### What you should do
Write the records out again, keeping each line exactly as it is.

-- Start Records to use --

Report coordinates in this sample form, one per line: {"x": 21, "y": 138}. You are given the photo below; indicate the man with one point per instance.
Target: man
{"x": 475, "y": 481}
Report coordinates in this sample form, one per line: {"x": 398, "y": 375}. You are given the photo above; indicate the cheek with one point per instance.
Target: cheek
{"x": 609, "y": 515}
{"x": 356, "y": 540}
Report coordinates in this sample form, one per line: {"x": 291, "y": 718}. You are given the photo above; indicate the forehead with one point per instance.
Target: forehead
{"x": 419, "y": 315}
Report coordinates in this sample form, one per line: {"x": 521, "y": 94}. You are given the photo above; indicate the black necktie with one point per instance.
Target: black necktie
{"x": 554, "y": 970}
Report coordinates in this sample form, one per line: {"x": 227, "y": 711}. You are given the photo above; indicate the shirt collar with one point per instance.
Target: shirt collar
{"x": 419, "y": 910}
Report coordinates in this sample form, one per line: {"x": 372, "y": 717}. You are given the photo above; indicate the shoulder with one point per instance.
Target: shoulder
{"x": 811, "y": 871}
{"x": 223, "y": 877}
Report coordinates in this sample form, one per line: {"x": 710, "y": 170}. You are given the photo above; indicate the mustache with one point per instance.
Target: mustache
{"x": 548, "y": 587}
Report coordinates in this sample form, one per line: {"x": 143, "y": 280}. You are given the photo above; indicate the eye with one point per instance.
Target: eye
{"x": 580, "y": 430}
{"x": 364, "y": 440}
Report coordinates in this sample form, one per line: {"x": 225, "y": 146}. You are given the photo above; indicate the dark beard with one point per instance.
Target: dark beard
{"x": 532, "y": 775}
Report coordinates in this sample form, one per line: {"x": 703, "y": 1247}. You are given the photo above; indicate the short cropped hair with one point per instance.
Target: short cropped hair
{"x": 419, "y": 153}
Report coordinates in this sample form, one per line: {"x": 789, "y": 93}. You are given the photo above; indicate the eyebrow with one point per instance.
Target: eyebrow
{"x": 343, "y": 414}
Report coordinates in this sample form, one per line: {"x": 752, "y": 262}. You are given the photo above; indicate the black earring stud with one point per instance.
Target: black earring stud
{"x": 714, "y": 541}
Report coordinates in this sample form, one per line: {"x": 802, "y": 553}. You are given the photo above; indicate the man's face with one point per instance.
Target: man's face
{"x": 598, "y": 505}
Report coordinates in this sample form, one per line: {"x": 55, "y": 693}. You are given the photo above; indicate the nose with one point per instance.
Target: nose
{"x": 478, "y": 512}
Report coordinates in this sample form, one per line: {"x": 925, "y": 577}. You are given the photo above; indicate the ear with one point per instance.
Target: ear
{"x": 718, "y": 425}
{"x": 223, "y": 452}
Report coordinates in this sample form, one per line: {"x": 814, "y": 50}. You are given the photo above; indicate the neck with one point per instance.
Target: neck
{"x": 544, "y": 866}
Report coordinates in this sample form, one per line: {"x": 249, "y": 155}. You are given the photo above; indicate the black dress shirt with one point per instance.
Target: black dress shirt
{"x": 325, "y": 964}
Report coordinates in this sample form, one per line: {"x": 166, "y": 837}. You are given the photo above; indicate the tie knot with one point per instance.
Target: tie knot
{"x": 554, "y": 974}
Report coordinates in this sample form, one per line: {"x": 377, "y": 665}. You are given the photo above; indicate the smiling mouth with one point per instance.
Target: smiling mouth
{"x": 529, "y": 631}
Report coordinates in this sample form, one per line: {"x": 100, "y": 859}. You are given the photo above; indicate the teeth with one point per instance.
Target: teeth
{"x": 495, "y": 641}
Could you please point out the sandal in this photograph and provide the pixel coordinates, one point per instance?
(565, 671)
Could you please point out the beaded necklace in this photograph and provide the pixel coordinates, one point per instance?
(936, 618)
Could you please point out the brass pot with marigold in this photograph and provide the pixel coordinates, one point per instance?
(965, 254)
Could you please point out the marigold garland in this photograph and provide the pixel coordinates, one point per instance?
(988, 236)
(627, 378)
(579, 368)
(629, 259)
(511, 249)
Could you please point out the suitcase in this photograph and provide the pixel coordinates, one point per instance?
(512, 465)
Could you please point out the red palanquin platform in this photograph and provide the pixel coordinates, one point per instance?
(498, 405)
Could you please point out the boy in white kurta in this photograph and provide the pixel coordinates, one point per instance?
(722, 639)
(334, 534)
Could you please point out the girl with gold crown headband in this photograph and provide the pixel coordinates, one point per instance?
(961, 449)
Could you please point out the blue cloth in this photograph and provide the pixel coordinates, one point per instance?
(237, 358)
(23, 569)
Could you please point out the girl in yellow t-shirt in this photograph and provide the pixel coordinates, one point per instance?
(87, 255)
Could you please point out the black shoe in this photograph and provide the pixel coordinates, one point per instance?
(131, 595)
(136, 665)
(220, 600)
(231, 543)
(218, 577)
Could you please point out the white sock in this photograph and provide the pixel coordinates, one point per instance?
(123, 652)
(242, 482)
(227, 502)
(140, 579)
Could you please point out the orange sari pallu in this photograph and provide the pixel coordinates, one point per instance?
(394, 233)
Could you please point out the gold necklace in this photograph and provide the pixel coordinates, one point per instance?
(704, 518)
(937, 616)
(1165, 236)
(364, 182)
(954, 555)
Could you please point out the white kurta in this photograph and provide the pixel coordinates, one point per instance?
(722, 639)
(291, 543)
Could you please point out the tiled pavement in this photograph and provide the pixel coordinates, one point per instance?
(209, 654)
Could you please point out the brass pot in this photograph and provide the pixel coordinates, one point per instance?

-- End Records to use --

### Exercise response
Report coordinates in this sample form, one per line: {"x": 21, "y": 138}. You are given the photo below; indicate the man with one point per instance.
Target: man
{"x": 475, "y": 481}
Report coordinates in this sample form, one per line: {"x": 398, "y": 375}. You are given the photo above; indicate the cheek with one point per instance.
Target: cheek
{"x": 609, "y": 515}
{"x": 356, "y": 540}
Report coordinates in this sample form, one per line: {"x": 291, "y": 718}. You are given the photo above; indicate the forehead with one point per instance.
Target: forehead
{"x": 419, "y": 315}
Report coordinates in this sample form, one per line: {"x": 521, "y": 94}. You are given the photo above; indicate the black necktie with one point per instance.
Target: black necktie
{"x": 554, "y": 970}
Report coordinates in this sample form, one per line: {"x": 227, "y": 711}. You are given the photo above; indicate the shirt collar with one point per instance.
Target: shirt collar
{"x": 419, "y": 910}
Report coordinates in this sample form, one per line: {"x": 372, "y": 717}. You are given the photo above; indicate the shoulder with one point per instance.
Target: shoulder
{"x": 811, "y": 871}
{"x": 223, "y": 877}
Report coordinates in this sample form, one per line: {"x": 710, "y": 170}. You are given the photo above; indicate the mustache with one point per instance.
Target: mustache
{"x": 548, "y": 587}
Report coordinates in this sample form, one per line: {"x": 143, "y": 280}. You are given the photo above; indicate the eye with one point per instance.
Target: eye
{"x": 580, "y": 430}
{"x": 364, "y": 440}
Report coordinates in this sample form, one per line: {"x": 225, "y": 146}. You are given the photo above; indicate the dark beard with one point per instance.
Target: dark beard
{"x": 532, "y": 775}
Report coordinates in this sample form, one per line: {"x": 703, "y": 1247}. You are given the photo above; indicate the short cropped hair with one point per instance.
Target: short cropped hair
{"x": 419, "y": 153}
Report coordinates in this sample form, one per line: {"x": 789, "y": 93}. You are given the photo above; indicate the eyebrow with one point per instance.
Target: eyebrow
{"x": 343, "y": 414}
Report coordinates in this sample form, one per line: {"x": 752, "y": 262}. You are given the photo above; indicate the black earring stud with one point per instance.
Target: black earring stud
{"x": 714, "y": 541}
Report coordinates in this sample form, one per line: {"x": 802, "y": 553}. You are given the photo above; indicate the man's face with one point per instance.
Target: man's face
{"x": 598, "y": 505}
Report coordinates in this sample form, one per line: {"x": 55, "y": 693}. You are given the photo above; indicate the nose with one point per instance.
Target: nose
{"x": 478, "y": 512}
Report coordinates in this sample form, one per line: {"x": 925, "y": 577}. You are given the photo above; indicate the ear with one point per instance.
Target: ear
{"x": 718, "y": 425}
{"x": 223, "y": 452}
Report coordinates in this sample form, one per line: {"x": 814, "y": 50}. You are given the photo above; indicate the neck with one point per instance.
Target: neck
{"x": 544, "y": 866}
Report coordinates in this sample form, one per line: {"x": 249, "y": 155}. You are given the photo above; indicate the black dress shirt with one point per instance.
Target: black dress shirt
{"x": 325, "y": 964}
Report coordinates in this sample form, one per line: {"x": 166, "y": 837}. You are given the photo above; indicate the tie knot with one point per instance.
Target: tie knot
{"x": 554, "y": 974}
Report coordinates in this sample form, one per line: {"x": 377, "y": 665}. You are given the photo above; indicate the smiling mouth with one point per instance.
Target: smiling mouth
{"x": 529, "y": 631}
Report coordinates in this sample form, one per line: {"x": 100, "y": 859}. You are given the photo above; indicate the teeth with one point per instance.
Target: teeth
{"x": 495, "y": 641}
Could you please point out the sandal in this photograph and provide the pixel coordinates, one point per instance?
(565, 671)
Could you please point out the beaded necklace in this photograph and provide the pixel coordinates, one point per instance?
(936, 618)
Could you please point out the brass pot with marigold in this photograph and provide the pixel coordinates, one point per instance?
(965, 254)
Could you please point out the marigold garland in this photograph and provide the pixel coordinates, one point per instance?
(988, 236)
(627, 378)
(579, 368)
(629, 259)
(511, 249)
Could you please point out the suitcase in this photograph and provide the pixel coordinates, one point per instance?
(512, 465)
Could you please point out the red palanquin platform in this photograph and provide the pixel coordinates, one point per instance?
(498, 405)
Could you please point out the boy in white kurta in this photograph and provide the pixel coordinates, one point per instance?
(722, 639)
(334, 534)
Could you please point out the girl with gold crown headband in this photograph and provide the pixel coordinates, one point per instance?
(961, 449)
Could you please point out the blue cloth in this photograph and provide the pixel coordinates, one point per instance?
(237, 358)
(23, 569)
Could you please point out the girl in yellow t-shirt in this photograph and provide the pixel coordinates, one point per instance?
(87, 255)
Could you please point out the black shoe in this photograph and provide the pixel coordinates, one point per instance?
(131, 595)
(136, 665)
(220, 600)
(231, 543)
(218, 577)
Could you please point out the white sock in this photograph and provide the pixel coordinates, one point per instance?
(123, 652)
(242, 482)
(227, 502)
(140, 579)
Could you please point out the orange sari pallu in this photograph and provide the pixel coordinates, one point per instance?
(394, 233)
Could you please point out the gold necklace in this photograph and provide the pixel coordinates, one point per instance?
(704, 518)
(937, 616)
(1165, 236)
(364, 182)
(954, 555)
Could you please point out the white kurta in this photograph and provide the pixel coordinates, one point per instance?
(722, 639)
(291, 543)
Could you please point out the tiled pavement in this photograph and provide the pixel coordinates, one point per instance?
(209, 654)
Could you please point out the brass pot in this photograph and provide the pixel coordinates, one point per instance?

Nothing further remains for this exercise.